(Dataset items)
··········
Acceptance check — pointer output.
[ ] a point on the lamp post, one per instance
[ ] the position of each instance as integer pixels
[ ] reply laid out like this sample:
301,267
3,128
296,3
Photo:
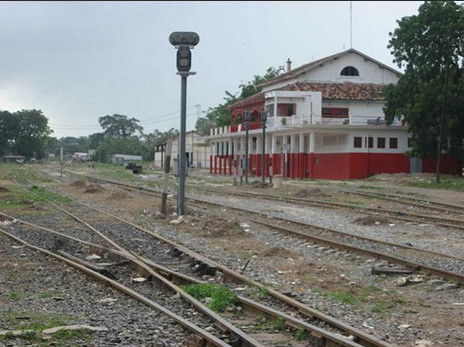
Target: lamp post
263,117
246,119
183,42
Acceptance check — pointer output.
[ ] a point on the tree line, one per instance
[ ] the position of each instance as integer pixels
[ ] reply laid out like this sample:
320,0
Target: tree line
429,98
27,133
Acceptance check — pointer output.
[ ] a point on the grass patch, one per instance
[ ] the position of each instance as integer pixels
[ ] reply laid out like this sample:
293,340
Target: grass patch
43,195
301,334
221,297
260,292
446,183
265,324
47,295
15,296
344,297
246,255
64,335
37,322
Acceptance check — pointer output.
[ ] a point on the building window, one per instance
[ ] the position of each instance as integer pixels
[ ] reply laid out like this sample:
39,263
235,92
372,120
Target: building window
254,116
349,71
370,142
334,112
286,110
330,141
381,142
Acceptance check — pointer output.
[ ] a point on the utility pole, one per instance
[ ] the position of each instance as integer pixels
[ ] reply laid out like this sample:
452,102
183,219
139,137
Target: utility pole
442,125
183,42
246,118
167,165
61,161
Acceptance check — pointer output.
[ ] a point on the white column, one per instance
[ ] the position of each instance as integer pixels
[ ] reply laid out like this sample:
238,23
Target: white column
259,144
293,145
302,149
275,111
312,142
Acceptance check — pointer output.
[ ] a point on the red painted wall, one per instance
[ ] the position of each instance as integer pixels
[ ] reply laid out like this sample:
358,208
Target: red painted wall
331,166
357,165
448,165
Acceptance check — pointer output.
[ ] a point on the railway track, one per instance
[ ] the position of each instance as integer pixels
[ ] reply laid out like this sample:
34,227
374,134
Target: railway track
340,331
393,214
412,258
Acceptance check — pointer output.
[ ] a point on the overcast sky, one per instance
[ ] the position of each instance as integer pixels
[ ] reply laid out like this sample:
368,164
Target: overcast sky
78,61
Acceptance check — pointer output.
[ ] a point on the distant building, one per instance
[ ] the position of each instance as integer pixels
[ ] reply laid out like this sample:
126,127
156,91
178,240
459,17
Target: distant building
14,159
123,159
325,120
80,157
196,151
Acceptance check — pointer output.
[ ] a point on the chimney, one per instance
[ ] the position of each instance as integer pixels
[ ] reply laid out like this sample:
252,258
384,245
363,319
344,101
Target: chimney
289,65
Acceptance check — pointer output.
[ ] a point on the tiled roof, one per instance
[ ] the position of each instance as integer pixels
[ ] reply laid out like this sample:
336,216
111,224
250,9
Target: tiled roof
251,99
330,91
340,91
314,64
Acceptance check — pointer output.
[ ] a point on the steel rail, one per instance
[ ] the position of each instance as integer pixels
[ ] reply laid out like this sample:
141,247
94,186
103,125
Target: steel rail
364,338
458,224
315,202
246,339
188,325
397,260
407,200
248,304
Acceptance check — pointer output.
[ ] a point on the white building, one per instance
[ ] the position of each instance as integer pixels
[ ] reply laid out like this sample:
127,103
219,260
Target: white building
325,120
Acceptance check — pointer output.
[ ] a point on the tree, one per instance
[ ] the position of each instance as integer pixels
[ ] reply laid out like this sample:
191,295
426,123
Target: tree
220,115
114,145
8,126
95,140
430,93
31,133
119,126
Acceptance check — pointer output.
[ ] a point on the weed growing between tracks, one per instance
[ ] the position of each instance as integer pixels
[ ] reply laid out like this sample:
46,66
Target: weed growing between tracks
221,297
33,323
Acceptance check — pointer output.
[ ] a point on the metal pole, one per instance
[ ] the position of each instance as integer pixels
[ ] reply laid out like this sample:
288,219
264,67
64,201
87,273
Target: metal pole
61,161
246,153
166,177
183,117
264,152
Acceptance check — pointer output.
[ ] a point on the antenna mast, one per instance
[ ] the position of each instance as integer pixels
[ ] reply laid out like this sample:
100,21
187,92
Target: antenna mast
351,24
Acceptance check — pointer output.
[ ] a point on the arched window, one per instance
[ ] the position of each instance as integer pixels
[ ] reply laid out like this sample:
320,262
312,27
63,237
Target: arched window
254,116
349,71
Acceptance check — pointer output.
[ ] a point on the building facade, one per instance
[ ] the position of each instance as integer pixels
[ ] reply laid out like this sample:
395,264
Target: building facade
325,120
196,151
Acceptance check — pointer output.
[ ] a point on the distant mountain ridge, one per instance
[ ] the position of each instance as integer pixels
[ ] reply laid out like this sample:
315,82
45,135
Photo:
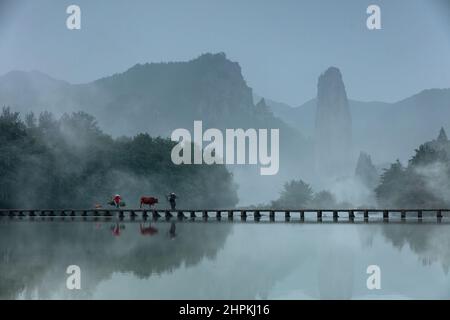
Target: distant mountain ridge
401,125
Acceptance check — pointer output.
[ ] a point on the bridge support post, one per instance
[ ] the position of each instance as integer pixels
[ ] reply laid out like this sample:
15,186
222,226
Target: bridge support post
366,214
403,215
335,215
287,215
351,215
272,215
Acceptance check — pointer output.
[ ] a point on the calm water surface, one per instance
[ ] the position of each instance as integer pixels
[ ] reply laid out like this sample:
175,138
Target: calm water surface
223,260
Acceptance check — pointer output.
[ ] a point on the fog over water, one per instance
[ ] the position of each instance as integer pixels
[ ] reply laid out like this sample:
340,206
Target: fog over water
224,260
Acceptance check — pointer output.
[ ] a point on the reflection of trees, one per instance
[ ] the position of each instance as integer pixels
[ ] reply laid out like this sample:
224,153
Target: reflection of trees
34,256
431,242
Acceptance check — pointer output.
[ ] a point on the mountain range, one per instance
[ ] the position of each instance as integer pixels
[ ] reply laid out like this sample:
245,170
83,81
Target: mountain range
160,97
386,130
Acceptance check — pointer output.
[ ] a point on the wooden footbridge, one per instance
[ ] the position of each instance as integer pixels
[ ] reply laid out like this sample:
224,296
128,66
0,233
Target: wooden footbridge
256,214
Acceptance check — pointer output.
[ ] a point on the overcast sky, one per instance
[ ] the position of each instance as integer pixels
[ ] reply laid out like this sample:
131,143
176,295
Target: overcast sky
282,46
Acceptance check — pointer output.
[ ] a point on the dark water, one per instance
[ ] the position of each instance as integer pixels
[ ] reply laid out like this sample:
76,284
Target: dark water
222,260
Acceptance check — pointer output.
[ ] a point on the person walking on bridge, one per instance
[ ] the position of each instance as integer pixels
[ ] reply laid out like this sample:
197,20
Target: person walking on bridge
172,200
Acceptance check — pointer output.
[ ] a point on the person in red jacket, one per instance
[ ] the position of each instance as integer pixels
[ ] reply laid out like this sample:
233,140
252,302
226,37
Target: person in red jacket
117,199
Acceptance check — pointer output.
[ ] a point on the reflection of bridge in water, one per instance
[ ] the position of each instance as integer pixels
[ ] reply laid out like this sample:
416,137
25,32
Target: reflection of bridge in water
317,214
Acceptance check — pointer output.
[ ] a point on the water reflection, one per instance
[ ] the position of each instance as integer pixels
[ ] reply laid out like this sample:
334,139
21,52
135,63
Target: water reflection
196,260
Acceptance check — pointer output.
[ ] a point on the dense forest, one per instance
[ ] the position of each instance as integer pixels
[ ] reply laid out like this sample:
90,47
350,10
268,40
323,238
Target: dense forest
69,162
424,182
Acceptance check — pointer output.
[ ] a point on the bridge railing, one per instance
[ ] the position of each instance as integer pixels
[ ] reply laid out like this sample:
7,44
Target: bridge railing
256,213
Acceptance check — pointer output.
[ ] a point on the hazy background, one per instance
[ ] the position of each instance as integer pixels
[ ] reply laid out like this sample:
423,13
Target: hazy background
282,46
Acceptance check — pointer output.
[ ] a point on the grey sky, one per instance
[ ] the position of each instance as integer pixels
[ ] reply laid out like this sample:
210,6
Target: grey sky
282,46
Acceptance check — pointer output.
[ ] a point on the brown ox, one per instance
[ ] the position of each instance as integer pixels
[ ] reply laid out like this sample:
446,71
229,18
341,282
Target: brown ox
148,200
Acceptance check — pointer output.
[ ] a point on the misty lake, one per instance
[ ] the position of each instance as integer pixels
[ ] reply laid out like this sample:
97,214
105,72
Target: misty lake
223,260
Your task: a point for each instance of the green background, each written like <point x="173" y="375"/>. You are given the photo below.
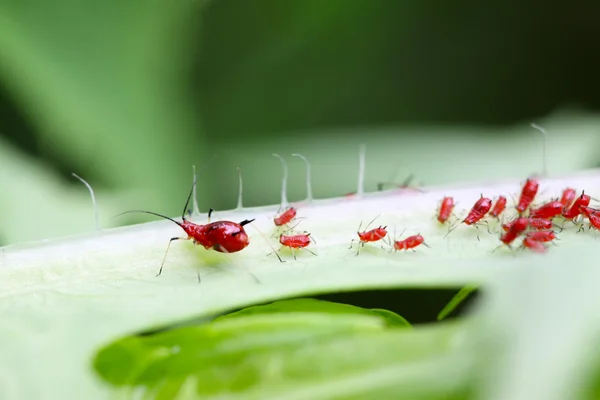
<point x="130" y="94"/>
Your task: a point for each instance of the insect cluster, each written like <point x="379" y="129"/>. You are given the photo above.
<point x="531" y="224"/>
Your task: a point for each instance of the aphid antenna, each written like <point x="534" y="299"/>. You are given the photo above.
<point x="94" y="204"/>
<point x="240" y="205"/>
<point x="545" y="139"/>
<point x="185" y="208"/>
<point x="309" y="196"/>
<point x="284" y="201"/>
<point x="361" y="170"/>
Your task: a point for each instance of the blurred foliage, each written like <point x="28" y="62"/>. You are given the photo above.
<point x="130" y="95"/>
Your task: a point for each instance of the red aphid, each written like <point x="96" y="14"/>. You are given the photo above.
<point x="594" y="220"/>
<point x="528" y="193"/>
<point x="541" y="236"/>
<point x="373" y="235"/>
<point x="480" y="208"/>
<point x="285" y="217"/>
<point x="534" y="245"/>
<point x="295" y="241"/>
<point x="409" y="243"/>
<point x="568" y="196"/>
<point x="446" y="209"/>
<point x="498" y="207"/>
<point x="516" y="228"/>
<point x="548" y="210"/>
<point x="221" y="236"/>
<point x="534" y="223"/>
<point x="575" y="210"/>
<point x="540" y="223"/>
<point x="593" y="215"/>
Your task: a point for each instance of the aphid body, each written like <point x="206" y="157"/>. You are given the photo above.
<point x="568" y="196"/>
<point x="543" y="236"/>
<point x="445" y="209"/>
<point x="534" y="245"/>
<point x="498" y="207"/>
<point x="575" y="210"/>
<point x="547" y="211"/>
<point x="528" y="193"/>
<point x="480" y="208"/>
<point x="516" y="228"/>
<point x="409" y="243"/>
<point x="221" y="236"/>
<point x="285" y="217"/>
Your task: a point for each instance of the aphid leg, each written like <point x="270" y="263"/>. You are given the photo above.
<point x="310" y="251"/>
<point x="165" y="256"/>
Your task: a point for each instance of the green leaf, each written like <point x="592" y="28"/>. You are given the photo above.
<point x="63" y="299"/>
<point x="312" y="355"/>
<point x="318" y="306"/>
<point x="456" y="301"/>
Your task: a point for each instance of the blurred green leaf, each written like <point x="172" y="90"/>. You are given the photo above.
<point x="318" y="306"/>
<point x="314" y="355"/>
<point x="456" y="301"/>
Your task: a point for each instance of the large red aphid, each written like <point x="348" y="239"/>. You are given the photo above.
<point x="480" y="208"/>
<point x="534" y="245"/>
<point x="575" y="210"/>
<point x="528" y="193"/>
<point x="409" y="243"/>
<point x="516" y="228"/>
<point x="446" y="209"/>
<point x="568" y="196"/>
<point x="285" y="217"/>
<point x="221" y="236"/>
<point x="498" y="207"/>
<point x="543" y="236"/>
<point x="593" y="216"/>
<point x="548" y="210"/>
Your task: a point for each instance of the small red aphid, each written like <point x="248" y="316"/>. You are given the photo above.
··········
### TASK ITEM
The answer is the lines above, word for word, from the first one through the one containing "[ ] a point on the tree line, one"; it includes no pictures.

### ANSWER BOX
Acceptance check — pointer output.
[ ] a point on the lamp post, one per instance
[ ] the position of each instance as integer pixels
[ ] reply laid out like this sample:
301,267
3,128
296,3
Photo:
Target: lamp post
263,117
246,119
183,42
Acceptance check — pointer output.
[ ] a point on the tree line, one per instance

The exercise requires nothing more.